◆ EXERCISE
Report each line of the listing below that contains the word "standing", copying each line in full.

◆ PROVIDED INFORMATION
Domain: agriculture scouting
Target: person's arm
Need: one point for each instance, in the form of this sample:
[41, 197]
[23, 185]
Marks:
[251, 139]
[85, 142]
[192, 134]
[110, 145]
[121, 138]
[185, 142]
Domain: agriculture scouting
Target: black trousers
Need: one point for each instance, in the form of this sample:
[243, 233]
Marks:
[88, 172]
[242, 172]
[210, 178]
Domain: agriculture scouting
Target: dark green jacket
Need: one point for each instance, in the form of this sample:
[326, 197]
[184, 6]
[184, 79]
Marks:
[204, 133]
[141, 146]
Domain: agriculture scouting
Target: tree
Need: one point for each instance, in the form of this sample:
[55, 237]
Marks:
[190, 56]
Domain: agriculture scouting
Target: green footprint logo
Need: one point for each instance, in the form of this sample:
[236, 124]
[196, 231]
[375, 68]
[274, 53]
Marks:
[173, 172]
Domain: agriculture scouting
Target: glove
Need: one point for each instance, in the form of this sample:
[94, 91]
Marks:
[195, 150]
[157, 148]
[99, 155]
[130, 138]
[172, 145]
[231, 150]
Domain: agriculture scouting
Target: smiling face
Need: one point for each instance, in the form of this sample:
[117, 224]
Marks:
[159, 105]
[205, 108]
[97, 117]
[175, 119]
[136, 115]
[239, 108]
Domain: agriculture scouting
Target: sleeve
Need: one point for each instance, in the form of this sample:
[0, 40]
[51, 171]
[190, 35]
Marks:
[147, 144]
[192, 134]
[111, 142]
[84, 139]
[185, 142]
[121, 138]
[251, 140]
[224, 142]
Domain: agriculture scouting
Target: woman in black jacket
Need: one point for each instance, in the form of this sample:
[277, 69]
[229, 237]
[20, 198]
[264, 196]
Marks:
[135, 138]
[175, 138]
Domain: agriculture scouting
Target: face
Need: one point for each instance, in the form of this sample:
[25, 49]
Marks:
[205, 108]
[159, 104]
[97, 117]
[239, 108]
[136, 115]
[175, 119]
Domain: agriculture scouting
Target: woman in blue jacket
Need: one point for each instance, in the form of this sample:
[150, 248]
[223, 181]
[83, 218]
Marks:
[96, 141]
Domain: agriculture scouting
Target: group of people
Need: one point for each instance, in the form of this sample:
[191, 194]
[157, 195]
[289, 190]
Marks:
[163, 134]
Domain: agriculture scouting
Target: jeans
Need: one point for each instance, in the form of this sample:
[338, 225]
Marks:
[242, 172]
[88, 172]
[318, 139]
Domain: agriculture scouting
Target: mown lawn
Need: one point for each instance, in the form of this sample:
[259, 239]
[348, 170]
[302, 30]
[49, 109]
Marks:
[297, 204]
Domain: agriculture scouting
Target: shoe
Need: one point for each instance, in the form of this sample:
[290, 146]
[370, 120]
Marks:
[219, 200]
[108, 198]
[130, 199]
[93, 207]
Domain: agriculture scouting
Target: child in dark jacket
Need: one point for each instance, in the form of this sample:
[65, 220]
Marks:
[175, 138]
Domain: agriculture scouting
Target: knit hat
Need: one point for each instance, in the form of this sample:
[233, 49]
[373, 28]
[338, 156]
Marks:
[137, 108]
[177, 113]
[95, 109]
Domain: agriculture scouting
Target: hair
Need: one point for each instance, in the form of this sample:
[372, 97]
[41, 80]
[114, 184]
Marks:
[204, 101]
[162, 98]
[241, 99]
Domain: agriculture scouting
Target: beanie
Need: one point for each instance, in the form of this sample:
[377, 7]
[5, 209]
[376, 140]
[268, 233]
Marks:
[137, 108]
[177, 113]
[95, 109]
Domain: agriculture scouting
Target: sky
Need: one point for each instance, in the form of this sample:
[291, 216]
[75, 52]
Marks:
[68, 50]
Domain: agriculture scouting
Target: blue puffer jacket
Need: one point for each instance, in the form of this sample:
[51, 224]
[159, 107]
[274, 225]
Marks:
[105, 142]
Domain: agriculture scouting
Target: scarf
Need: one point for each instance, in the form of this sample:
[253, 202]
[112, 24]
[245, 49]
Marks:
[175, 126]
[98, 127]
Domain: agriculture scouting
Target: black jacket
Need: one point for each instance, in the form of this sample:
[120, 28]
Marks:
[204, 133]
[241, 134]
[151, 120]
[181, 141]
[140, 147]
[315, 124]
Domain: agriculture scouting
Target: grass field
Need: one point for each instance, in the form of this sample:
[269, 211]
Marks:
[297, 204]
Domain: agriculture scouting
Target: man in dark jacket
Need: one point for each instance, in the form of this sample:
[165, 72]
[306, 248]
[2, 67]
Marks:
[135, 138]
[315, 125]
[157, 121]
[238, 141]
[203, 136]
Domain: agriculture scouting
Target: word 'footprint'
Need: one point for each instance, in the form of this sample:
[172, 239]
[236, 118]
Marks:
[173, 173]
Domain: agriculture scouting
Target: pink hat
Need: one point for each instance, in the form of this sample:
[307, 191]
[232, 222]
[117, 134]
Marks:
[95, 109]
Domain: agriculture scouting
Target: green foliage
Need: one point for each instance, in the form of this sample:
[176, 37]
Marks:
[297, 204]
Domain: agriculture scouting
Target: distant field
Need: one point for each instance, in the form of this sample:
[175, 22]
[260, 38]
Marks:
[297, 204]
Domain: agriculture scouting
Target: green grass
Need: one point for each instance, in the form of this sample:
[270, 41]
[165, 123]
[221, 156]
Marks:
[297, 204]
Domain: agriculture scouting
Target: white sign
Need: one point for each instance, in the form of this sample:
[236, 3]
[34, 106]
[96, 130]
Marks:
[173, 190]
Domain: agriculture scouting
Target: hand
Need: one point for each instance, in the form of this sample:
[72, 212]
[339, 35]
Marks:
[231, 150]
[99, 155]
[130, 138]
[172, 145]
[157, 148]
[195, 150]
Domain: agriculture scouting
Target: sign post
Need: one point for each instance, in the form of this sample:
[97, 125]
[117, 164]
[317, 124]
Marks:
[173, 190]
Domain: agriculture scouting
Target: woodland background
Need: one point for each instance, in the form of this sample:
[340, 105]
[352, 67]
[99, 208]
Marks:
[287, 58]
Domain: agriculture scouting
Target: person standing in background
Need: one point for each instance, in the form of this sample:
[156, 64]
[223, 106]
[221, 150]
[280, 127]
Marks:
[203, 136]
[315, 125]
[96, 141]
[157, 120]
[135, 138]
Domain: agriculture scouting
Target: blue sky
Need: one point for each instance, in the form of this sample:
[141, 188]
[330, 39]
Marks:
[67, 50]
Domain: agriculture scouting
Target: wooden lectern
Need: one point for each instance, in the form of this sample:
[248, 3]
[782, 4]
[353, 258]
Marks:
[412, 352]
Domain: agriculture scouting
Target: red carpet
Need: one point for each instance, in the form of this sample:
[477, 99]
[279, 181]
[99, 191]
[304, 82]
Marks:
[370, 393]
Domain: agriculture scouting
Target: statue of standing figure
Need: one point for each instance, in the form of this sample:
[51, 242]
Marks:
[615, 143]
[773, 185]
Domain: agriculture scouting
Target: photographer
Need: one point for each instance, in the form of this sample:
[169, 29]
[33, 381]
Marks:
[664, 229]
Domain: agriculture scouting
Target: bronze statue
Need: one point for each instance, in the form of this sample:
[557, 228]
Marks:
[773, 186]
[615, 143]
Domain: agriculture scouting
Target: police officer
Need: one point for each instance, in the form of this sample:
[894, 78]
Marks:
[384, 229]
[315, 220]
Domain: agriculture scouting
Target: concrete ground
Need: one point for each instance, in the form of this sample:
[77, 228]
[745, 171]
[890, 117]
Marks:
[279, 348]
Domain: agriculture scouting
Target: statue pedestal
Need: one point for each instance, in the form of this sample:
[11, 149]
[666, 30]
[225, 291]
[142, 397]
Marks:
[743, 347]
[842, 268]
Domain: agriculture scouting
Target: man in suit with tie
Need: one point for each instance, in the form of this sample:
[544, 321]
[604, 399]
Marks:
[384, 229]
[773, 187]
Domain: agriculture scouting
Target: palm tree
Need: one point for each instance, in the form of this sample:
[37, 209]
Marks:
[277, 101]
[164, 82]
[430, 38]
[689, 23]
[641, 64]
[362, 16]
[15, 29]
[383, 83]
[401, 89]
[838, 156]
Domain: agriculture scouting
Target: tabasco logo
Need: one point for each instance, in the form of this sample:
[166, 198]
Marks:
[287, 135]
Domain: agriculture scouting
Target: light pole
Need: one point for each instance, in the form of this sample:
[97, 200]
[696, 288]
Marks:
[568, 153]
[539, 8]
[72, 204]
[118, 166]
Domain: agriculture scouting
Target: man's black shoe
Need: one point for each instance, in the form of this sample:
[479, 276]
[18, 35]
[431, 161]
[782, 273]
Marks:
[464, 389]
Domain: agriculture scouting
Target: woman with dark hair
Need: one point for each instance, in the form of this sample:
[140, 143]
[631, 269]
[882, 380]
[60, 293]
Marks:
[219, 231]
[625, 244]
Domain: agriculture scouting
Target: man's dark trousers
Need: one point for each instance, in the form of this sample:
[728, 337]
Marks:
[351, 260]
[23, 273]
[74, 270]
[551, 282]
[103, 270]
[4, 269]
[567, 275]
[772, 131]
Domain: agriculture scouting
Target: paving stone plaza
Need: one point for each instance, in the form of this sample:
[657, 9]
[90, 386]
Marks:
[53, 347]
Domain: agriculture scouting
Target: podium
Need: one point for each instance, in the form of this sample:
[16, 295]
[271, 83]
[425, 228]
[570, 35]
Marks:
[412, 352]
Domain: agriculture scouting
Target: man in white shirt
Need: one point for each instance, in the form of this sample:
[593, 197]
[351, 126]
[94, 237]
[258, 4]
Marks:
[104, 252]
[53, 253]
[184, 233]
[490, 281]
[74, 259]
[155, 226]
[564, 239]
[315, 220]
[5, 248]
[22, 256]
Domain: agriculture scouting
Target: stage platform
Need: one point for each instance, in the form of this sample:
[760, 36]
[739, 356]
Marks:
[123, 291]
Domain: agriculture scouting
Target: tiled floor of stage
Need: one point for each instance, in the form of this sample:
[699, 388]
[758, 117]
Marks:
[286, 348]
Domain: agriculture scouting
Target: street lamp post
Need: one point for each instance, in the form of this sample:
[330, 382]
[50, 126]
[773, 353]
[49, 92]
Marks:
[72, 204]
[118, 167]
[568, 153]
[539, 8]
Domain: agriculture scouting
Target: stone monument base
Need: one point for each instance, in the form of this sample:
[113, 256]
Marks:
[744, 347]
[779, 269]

◆ TASK ANSWER
Target: person standing in background
Target: statue of standing figure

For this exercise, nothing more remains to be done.